## EXERCISE GOAL:
Every line holding the string "pixel" should be copied from the listing.

___ ENTRIES SUPPLIED

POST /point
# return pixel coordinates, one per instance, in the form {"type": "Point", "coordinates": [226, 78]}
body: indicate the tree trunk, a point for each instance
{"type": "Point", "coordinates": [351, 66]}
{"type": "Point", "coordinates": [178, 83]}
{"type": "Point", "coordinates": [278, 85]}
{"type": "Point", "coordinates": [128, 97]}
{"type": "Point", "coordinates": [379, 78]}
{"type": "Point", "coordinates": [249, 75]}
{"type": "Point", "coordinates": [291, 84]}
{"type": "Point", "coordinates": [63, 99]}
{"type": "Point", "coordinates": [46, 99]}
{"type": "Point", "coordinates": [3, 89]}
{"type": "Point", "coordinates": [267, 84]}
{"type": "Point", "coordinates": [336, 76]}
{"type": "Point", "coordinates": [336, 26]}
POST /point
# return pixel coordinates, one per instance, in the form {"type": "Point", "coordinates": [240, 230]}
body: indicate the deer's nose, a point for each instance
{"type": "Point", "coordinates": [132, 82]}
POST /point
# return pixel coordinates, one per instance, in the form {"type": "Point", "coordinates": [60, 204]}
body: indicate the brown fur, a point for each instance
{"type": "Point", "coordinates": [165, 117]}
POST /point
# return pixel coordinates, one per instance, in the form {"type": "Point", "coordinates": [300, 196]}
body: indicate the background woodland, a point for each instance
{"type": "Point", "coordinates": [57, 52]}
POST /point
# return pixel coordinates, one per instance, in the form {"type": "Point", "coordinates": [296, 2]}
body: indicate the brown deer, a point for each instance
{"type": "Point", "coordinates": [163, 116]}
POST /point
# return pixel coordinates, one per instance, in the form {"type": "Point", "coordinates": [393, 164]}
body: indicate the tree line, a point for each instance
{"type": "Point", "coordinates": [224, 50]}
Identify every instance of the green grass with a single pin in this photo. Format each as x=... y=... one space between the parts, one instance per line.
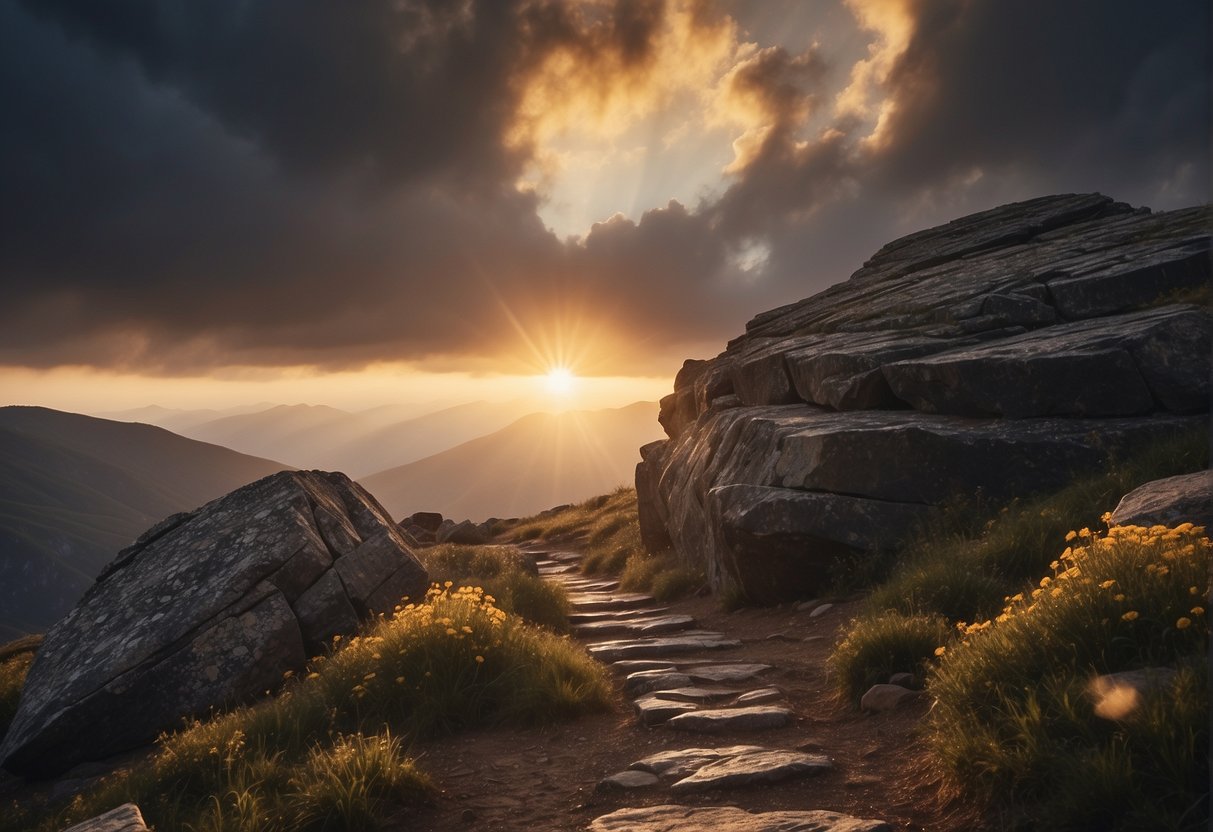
x=963 y=566
x=1019 y=724
x=886 y=644
x=323 y=753
x=506 y=574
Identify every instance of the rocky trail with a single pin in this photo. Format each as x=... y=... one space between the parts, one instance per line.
x=723 y=721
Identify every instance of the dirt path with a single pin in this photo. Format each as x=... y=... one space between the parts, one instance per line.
x=547 y=778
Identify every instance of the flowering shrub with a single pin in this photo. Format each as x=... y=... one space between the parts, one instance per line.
x=1018 y=717
x=325 y=752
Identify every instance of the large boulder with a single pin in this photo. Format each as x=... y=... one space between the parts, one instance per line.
x=1171 y=501
x=208 y=609
x=989 y=358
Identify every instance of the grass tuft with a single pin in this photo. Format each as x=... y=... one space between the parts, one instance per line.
x=506 y=574
x=886 y=644
x=1019 y=723
x=323 y=753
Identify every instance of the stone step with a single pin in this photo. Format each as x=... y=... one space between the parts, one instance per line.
x=730 y=819
x=616 y=615
x=753 y=718
x=661 y=645
x=732 y=672
x=603 y=602
x=651 y=710
x=639 y=626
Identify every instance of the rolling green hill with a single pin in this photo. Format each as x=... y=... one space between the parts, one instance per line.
x=539 y=461
x=74 y=490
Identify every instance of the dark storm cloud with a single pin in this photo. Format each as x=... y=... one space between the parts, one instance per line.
x=188 y=184
x=1109 y=93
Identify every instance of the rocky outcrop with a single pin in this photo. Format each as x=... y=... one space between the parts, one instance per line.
x=989 y=358
x=1171 y=501
x=208 y=609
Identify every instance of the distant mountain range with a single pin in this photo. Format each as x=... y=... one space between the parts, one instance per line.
x=331 y=439
x=74 y=490
x=534 y=463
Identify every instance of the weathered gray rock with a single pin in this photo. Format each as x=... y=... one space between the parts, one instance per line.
x=761 y=696
x=594 y=602
x=1171 y=501
x=775 y=540
x=681 y=762
x=729 y=819
x=467 y=533
x=738 y=672
x=696 y=695
x=125 y=818
x=887 y=697
x=1144 y=360
x=637 y=626
x=753 y=718
x=643 y=682
x=627 y=780
x=427 y=520
x=208 y=610
x=994 y=357
x=751 y=768
x=661 y=645
x=651 y=710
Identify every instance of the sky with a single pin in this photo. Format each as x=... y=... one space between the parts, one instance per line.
x=209 y=204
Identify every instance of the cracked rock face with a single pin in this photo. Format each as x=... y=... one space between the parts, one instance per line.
x=208 y=609
x=996 y=355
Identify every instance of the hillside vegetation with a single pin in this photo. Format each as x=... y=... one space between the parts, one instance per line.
x=330 y=750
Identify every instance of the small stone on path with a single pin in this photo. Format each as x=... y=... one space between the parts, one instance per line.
x=682 y=762
x=636 y=665
x=627 y=780
x=759 y=696
x=661 y=645
x=651 y=710
x=730 y=819
x=125 y=818
x=755 y=718
x=698 y=695
x=740 y=672
x=643 y=682
x=756 y=767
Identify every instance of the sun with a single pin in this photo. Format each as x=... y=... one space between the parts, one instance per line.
x=559 y=381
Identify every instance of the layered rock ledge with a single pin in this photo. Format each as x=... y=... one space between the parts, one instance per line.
x=992 y=357
x=208 y=609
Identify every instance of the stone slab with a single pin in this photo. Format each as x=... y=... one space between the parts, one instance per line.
x=736 y=672
x=730 y=819
x=651 y=710
x=752 y=768
x=753 y=718
x=661 y=645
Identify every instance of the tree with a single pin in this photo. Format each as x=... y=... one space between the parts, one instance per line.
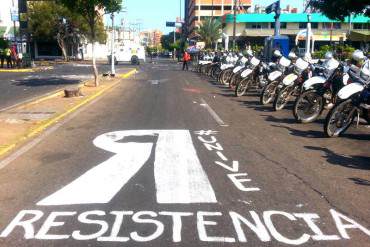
x=92 y=12
x=209 y=31
x=339 y=9
x=49 y=20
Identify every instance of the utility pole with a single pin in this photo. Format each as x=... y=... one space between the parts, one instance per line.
x=308 y=29
x=14 y=26
x=212 y=10
x=277 y=20
x=234 y=26
x=113 y=70
x=174 y=42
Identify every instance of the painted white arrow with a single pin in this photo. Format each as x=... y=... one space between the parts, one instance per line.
x=179 y=176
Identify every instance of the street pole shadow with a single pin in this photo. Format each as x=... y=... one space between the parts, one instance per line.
x=360 y=181
x=302 y=133
x=353 y=161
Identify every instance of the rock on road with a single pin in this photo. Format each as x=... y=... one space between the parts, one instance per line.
x=169 y=159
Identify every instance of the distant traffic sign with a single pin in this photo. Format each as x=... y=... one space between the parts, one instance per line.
x=170 y=24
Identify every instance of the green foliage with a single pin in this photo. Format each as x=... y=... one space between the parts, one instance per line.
x=210 y=31
x=3 y=43
x=176 y=45
x=167 y=41
x=257 y=49
x=91 y=11
x=321 y=52
x=342 y=52
x=45 y=17
x=339 y=9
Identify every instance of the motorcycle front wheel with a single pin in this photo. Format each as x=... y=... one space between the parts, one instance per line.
x=308 y=106
x=233 y=81
x=268 y=93
x=339 y=118
x=282 y=98
x=241 y=87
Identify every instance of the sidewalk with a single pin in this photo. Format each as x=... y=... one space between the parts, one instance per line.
x=26 y=70
x=19 y=124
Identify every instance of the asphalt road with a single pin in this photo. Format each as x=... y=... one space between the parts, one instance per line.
x=170 y=159
x=19 y=87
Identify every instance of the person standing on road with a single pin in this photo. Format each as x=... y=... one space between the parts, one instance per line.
x=2 y=57
x=7 y=53
x=14 y=56
x=186 y=58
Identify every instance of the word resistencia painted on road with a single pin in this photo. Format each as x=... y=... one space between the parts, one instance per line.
x=179 y=179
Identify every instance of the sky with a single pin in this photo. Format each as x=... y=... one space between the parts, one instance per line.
x=153 y=14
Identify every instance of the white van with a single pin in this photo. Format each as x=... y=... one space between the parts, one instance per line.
x=132 y=53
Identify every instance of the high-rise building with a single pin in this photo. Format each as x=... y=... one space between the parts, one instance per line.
x=197 y=10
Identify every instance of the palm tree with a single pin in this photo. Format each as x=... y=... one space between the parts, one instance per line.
x=209 y=31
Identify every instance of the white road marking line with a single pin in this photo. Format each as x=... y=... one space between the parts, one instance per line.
x=213 y=113
x=101 y=183
x=179 y=176
x=221 y=155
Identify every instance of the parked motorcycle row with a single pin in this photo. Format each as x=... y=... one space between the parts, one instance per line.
x=343 y=88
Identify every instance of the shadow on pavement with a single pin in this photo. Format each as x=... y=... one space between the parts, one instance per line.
x=353 y=161
x=360 y=181
x=45 y=82
x=302 y=133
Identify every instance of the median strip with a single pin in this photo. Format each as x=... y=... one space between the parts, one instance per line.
x=19 y=124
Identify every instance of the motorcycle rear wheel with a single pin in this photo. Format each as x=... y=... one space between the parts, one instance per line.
x=233 y=81
x=339 y=119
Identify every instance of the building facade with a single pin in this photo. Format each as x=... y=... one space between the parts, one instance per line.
x=253 y=28
x=6 y=23
x=151 y=38
x=197 y=10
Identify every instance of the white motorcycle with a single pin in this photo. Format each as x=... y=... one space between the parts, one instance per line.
x=354 y=101
x=274 y=78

______

## RESULT OF THE TASK:
# return pixel coordinates, one per instance, in the form {"type": "Point", "coordinates": [226, 78]}
# return pixel coordinates, one per instance, in the form {"type": "Point", "coordinates": [240, 230]}
# return pixel coordinates, one per instance, in the form {"type": "Point", "coordinates": [60, 204]}
# return pixel coordinates, one per instance, in the form {"type": "Point", "coordinates": [300, 196]}
# return pixel coordinates, one per instance, in the form {"type": "Point", "coordinates": [296, 2]}
# return pixel coordinates, one per instance, in the form {"type": "Point", "coordinates": [393, 164]}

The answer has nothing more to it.